Every record should be copied exactly, except that pictures are to be omitted.

▶ _Point annotations for photos_:
* * * * * * *
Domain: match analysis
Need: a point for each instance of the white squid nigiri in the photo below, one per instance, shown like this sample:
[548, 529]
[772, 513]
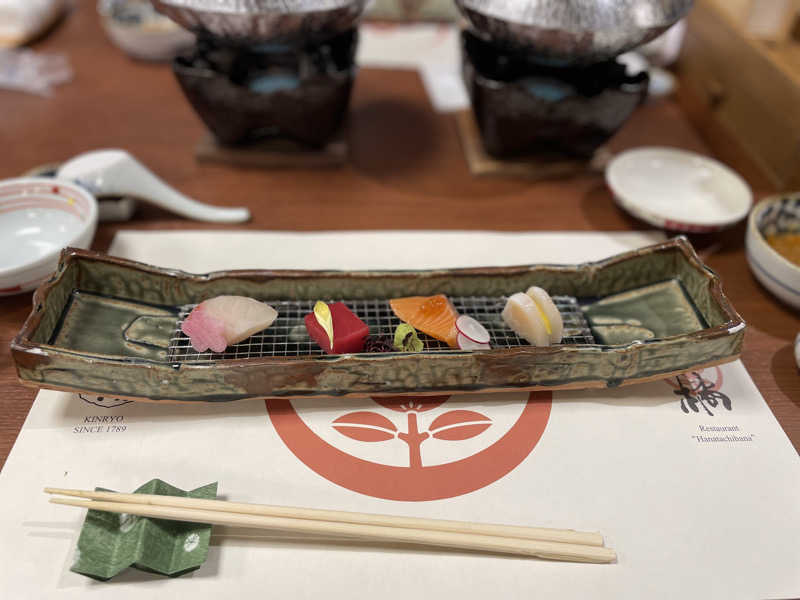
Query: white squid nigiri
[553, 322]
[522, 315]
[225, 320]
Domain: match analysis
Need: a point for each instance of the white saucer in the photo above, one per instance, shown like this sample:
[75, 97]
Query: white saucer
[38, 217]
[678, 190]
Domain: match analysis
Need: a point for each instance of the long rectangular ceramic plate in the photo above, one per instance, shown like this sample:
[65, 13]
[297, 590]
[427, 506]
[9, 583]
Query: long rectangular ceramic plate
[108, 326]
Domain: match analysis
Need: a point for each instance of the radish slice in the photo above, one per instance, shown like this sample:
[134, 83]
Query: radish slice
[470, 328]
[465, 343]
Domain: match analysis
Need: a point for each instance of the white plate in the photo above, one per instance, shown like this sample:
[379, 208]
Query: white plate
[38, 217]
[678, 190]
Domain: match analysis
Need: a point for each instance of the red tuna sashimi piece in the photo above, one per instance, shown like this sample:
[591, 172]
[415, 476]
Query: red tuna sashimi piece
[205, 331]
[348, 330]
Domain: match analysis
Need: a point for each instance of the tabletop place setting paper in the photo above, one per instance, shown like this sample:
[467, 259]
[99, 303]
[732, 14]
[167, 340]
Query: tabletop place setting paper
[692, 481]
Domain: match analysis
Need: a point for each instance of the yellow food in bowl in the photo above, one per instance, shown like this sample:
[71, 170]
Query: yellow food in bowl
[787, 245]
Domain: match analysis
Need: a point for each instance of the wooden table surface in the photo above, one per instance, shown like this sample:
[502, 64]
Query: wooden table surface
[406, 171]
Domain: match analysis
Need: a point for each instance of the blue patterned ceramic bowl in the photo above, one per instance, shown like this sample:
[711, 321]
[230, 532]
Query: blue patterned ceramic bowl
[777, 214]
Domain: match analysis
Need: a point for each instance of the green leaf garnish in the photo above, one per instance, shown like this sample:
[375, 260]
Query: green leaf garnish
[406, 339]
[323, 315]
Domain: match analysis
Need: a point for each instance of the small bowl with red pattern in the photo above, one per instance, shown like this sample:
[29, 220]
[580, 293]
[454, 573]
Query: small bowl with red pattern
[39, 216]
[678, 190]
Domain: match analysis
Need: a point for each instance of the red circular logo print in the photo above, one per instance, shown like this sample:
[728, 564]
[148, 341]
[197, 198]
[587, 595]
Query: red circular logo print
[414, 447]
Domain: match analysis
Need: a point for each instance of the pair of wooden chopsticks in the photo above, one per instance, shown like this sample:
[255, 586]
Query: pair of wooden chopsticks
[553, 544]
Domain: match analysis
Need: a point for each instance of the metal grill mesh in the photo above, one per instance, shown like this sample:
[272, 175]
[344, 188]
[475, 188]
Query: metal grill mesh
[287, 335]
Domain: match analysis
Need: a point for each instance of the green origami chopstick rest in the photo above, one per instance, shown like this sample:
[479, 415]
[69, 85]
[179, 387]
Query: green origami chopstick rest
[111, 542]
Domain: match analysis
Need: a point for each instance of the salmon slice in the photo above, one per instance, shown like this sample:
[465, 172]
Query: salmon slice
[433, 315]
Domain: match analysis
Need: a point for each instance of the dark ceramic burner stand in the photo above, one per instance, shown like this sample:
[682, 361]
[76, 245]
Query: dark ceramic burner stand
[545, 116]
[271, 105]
* * * * * * *
▶ _CORRECT ANSWER_:
Domain: match analysis
Need: a point for each instance of the white squid nigiri in the photo below, one per instance, shown like this sample:
[548, 529]
[772, 513]
Query: white squid nigiri
[553, 322]
[522, 315]
[225, 320]
Domain: match analysis
Need: a point for each instance of the white saucer in the photo above, one per instance, shown like this sample:
[75, 97]
Query: white saucer
[38, 217]
[678, 190]
Domain: match analysis
Need: a point for each instance of the long rectangular ceramic plate in the photo above, one per instance, shown like this sample:
[65, 13]
[297, 590]
[427, 506]
[9, 583]
Query: long rectangular ceramic plate
[108, 326]
Domain: match analysis
Need: a point for each instance of the radish slice in the photo above, one per instance, shown like this sample:
[134, 83]
Query: radish slice
[470, 328]
[465, 343]
Domain: match analysis
Need: a point for each instance of the white plate in the photo above, one per instance, shown like this sample:
[379, 208]
Query: white plate
[38, 217]
[678, 190]
Domain: match analysis
Need: a point for each instance of the red tuna sashimi piece in the photo above, one per instance, shown like this sample:
[591, 172]
[415, 476]
Query: red tuna sashimi piece
[205, 331]
[348, 330]
Domain: match analysis
Need: a point for each instance of the tabletop place setting paper in the photo above, one per instance, shown like this sample:
[467, 259]
[99, 303]
[732, 14]
[167, 340]
Query: tabletop place setting paper
[692, 481]
Domain: match analysis
Need: a point for each instance of the yellow food in bowl in the photo above, one per instance, shown like this sample:
[71, 170]
Query: yellow food in bowl
[787, 245]
Domain: match analysis
Need: a point for each instance of the wooden table surface in the photo above, one per instance, shown like this sample:
[502, 64]
Query: wooden table surface
[406, 171]
Domain: match analysis
Need: a point for each instance of the blue patterned ceramic bowl in the photo above, one per instance, shown like this sample:
[711, 321]
[230, 532]
Query: blue patterned ceramic bowl
[777, 214]
Domain: match analysis
Need: a point for each instance of the green leaf garnish in the photo above, one per instance, shown like this sample:
[375, 260]
Query: green leaf garnish
[406, 339]
[323, 315]
Domain: match analysis
Need: a point for each instance of the small bowl with red pattern in the photo above, one per instance, shown like this sample:
[29, 220]
[580, 293]
[454, 573]
Query: small bowl with red pattern
[39, 216]
[678, 190]
Domain: match analysis
Need: a point for each instance of the red circular logo print in the photo above, one per instance, shown like this sample:
[728, 564]
[148, 341]
[197, 198]
[587, 595]
Query: red circular logo print
[414, 447]
Domain: match analysis
Need: a point for each instance of the pair of wooden chopsticks in the photo above, one per instance, shown like this sample:
[255, 586]
Query: pair of wooden chopsticks
[553, 544]
Domain: match analysis
Need: a point for each instance of the metal grill mesh in the photo above, one per instance, shown like this sample:
[272, 175]
[344, 188]
[475, 188]
Query: metal grill mesh
[287, 335]
Domain: match analysis
Need: a point for each instance of the green origami chopstick rest in the photo above, one per instance, shown like this sample:
[479, 415]
[69, 85]
[179, 387]
Query: green origami chopstick rest
[111, 542]
Domain: match analysis
Need: a point for each instance of the salmon slice in the photo above, one per instance, shown like this sample:
[465, 172]
Query: salmon slice
[433, 315]
Domain: match analysis
Need: a point for each instance of the dark ceramic burner stand in the photo above, one per instance, shown like this sample:
[682, 361]
[76, 245]
Query: dark ceramic burner stand
[545, 116]
[271, 105]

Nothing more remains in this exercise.